Posts Tagged ‘Mark Diesen’

Mark Diesen RIP 1957-2008

January 4, 2009

Kenny Regan alerted me to the shocking news of the untimely demise of IM Mark Diesen (World Junior Champ 1976) in December 2008 – Conroe, TX.

Mark Diesen grew up in Potomac Maryland (the next town over from me in Bethesda).  He was part of a strong group of players including Larry Kaufman, Larry Gilden, Eugene and John Meyer, Robert Eberlein, Richard Delaune, Robin Spital, and others.

I played him a couple of times OTB and knew him very well since the 1970s.  He was only two years older than me.

ncl_76_2

Mark Diesen pictured along with the other victorious Washington Plumbers (National Chess League) May 1976.  Mark is standing second from right; GM Lubosh Kavalek (Mark’s coach at the World Junior Champs that Mark won) is at right.  If you’re wondering about the team name, Google it – it harkens to the fantastically evil Nixon era.
********************
Requirements:
**A)** Render the sentence "He was only two years older than me." from the Mark Diesen memorial post into Spanish.
**B)** Reproduce verbatim the stretch of the Mark Diesen memorial post from "Mark Diesen grew" through "older than me.".
Rely solely on the Mark Diesen memorial post above.

Stored records
********************
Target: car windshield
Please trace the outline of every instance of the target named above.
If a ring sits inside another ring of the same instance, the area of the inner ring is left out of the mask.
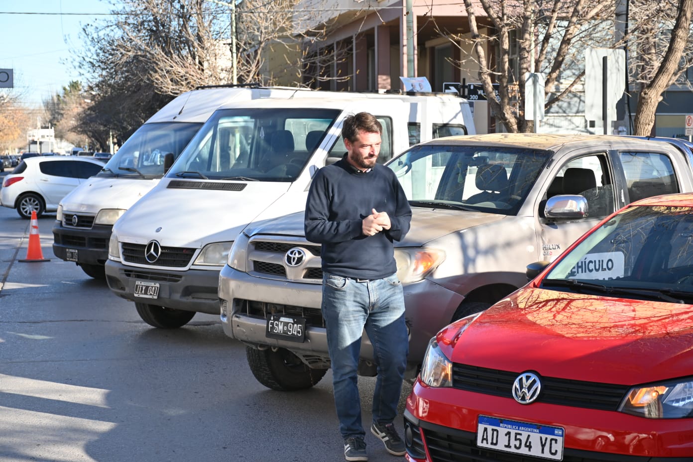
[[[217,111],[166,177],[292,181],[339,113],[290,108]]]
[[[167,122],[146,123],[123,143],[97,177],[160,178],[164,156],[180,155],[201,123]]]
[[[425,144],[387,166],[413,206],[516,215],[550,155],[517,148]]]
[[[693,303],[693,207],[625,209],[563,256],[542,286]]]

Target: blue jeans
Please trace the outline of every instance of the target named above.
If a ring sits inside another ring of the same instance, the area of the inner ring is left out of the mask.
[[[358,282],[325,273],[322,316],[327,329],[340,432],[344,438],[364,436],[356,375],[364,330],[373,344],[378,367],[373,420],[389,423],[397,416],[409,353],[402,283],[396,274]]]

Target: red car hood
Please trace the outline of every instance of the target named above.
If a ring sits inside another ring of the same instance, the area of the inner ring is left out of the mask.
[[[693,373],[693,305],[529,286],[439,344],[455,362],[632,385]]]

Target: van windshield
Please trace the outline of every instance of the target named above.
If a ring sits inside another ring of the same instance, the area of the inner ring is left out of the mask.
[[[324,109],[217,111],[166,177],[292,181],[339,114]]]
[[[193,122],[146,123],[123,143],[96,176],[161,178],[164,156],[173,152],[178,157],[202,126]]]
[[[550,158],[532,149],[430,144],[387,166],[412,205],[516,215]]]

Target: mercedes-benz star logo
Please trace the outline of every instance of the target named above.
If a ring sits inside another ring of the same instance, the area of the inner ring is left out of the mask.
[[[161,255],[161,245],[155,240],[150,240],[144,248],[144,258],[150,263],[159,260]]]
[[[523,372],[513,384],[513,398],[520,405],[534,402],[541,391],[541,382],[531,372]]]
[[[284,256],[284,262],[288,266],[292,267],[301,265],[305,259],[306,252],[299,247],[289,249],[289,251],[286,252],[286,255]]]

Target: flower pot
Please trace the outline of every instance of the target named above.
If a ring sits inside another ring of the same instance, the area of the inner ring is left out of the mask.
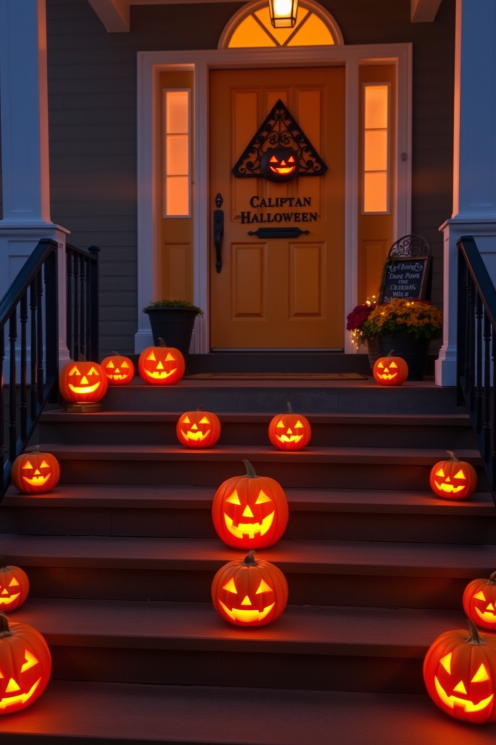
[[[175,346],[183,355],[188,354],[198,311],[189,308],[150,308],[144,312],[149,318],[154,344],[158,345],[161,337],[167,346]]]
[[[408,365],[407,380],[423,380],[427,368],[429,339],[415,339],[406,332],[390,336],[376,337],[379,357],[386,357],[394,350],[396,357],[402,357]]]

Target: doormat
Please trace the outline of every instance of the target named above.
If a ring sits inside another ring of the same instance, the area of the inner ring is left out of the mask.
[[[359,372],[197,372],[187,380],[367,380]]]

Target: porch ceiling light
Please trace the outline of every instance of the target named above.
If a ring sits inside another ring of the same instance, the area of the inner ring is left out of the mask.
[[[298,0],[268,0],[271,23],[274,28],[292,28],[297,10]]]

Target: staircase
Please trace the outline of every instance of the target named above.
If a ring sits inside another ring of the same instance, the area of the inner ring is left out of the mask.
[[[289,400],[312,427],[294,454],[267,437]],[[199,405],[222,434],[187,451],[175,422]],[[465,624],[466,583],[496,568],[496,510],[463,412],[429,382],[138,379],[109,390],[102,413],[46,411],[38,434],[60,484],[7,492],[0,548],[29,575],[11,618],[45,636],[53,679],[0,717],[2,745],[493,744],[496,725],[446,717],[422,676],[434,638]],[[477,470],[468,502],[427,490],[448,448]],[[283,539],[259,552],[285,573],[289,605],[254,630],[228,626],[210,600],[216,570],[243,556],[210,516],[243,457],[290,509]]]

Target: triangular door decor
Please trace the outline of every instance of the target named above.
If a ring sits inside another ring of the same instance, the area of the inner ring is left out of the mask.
********************
Solutions to each task:
**A)** Él era solo dos años mayor que yo.

**B)**
Mark Diesen grew up in Potomac Maryland (the next town over from me in Bethesda).  He was part of a strong group of players including Larry Kaufman, Larry Gilden, Eugene and John Meyer, Robert Eberlein, Richard Delaune, Robin Spital, and others.

I played him a couple of times OTB and knew him very well since the 1970s.  He was only two years older than me.